== LISTING ==
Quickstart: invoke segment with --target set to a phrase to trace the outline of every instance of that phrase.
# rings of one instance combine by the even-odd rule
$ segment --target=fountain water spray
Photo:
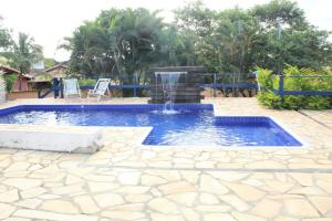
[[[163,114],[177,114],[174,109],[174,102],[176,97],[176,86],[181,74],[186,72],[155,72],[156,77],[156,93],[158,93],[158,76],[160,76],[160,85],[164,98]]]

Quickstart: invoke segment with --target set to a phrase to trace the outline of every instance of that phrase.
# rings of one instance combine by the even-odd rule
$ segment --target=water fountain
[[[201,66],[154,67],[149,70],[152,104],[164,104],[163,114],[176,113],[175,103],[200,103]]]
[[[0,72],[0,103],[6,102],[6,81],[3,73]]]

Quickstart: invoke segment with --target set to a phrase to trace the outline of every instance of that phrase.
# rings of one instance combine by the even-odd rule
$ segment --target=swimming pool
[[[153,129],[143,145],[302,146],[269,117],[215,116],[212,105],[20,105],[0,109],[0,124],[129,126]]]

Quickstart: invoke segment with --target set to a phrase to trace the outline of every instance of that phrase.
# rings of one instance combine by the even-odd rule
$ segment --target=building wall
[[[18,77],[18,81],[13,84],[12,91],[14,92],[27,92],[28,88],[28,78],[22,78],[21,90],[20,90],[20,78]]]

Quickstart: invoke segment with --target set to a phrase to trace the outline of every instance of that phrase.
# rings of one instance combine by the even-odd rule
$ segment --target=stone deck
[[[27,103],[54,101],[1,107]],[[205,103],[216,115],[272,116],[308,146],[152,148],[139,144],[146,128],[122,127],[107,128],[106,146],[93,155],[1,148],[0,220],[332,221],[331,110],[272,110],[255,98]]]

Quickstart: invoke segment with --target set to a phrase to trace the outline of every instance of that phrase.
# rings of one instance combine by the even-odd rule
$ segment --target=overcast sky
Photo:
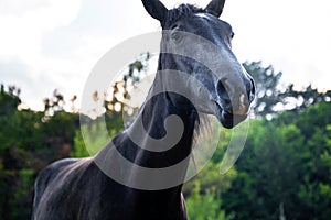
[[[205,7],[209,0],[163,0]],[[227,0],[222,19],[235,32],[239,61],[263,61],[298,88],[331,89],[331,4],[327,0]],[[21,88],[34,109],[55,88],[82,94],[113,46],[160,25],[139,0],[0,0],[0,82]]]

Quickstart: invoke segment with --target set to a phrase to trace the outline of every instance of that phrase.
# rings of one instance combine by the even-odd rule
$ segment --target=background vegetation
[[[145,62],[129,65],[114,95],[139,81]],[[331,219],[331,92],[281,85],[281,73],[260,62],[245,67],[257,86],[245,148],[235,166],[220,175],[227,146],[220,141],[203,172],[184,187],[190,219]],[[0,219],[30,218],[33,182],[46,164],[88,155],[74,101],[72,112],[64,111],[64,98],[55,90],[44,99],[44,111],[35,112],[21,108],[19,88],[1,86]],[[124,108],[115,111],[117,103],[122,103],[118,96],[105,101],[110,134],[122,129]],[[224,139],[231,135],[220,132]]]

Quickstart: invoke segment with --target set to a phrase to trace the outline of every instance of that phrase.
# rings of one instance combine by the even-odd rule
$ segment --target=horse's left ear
===
#### [PROBLEM REQUIREMENTS]
Rewrite all of the data above, replacing "even-odd rule" with "nonzero winding rule" and leaving everything else unchanged. Omit the pictures from your answer.

#### [RESPONSE FOR THIS EXERCISE]
Quickstart: invoke segment with --target set to a phrase to trace the outline of every instance of that phrase.
# rings of one instance combine by the nonzero winding rule
$ segment --target=fountain water spray
Photo:
[[[163,114],[177,114],[174,109],[174,102],[176,97],[176,86],[181,74],[186,72],[155,72],[156,77],[156,93],[158,93],[158,76],[160,76],[160,85],[164,98]]]

Quickstart: invoke segment with --target set to a phrase to trace the outline of every instance of that phrase.
# rings of one instance combine by the nonzero winding rule
$ segment --target=water fountain
[[[201,66],[154,67],[149,70],[152,104],[164,104],[163,114],[176,113],[175,103],[200,103]]]
[[[0,72],[0,103],[6,102],[6,81],[3,73]]]

Quickstart: invoke segment with --target set to a phrase to trace the outline of every instance of that phrase.
# rings of one instance combine by the nonzero winding rule
$ segment --target=swimming pool
[[[153,129],[143,145],[302,146],[269,117],[215,116],[212,105],[20,105],[0,109],[0,124],[129,126]]]

Quickstart: invoke segment with --target set to a phrase to trace the outline of every instance of that phrase.
# rings of one instance combine by the nonzero winding rule
$ segment --target=building wall
[[[18,77],[18,81],[13,84],[12,91],[14,92],[27,92],[28,88],[28,78],[22,78],[21,90],[20,90],[20,78]]]

Quickstart: invoke segment with --target set to a phrase to trace the outline of every instance of that phrase.
# rings of one instance combine by the nonzero winding rule
$ segment --target=stone deck
[[[27,103],[54,101],[1,107]],[[205,103],[216,115],[272,116],[308,146],[152,148],[139,144],[146,128],[122,127],[107,128],[106,146],[93,155],[1,148],[0,220],[332,221],[331,110],[272,110],[255,98]]]

Quickstart: invoke segment with --target set to a phrase to trace the outline of every instance of that phrase.
# rings of one instance combine by the nonzero winding rule
$ segment --target=overcast sky
Photo:
[[[205,7],[209,0],[163,0]],[[227,0],[222,19],[235,32],[239,61],[263,61],[298,88],[331,89],[331,4],[327,0]],[[21,88],[34,109],[55,88],[82,94],[113,46],[160,25],[139,0],[0,0],[0,82]]]

Quickstart: invoke segment with --target set to a phrase to trace the outline of every instance of that phrase.
# rings of one instance combine by the nonzero winding rule
$ segment --target=background vegetation
[[[145,62],[129,65],[114,95],[139,81]],[[331,219],[331,92],[281,85],[281,73],[260,62],[245,67],[257,86],[245,148],[235,166],[220,175],[227,146],[220,141],[203,172],[184,187],[190,219]],[[0,219],[30,218],[33,182],[46,164],[88,155],[74,101],[72,112],[64,111],[64,98],[55,90],[44,99],[44,111],[35,112],[21,108],[19,88],[1,86]],[[124,108],[115,111],[117,103],[122,103],[118,96],[105,101],[110,134],[122,129]],[[224,139],[231,135],[220,132]]]

Quickstart: invoke segment with --target set to a phrase to trace the outline of every instance of that phrase.
# rings of one instance combine by the nonzero winding rule
$ segment --target=horse's left ear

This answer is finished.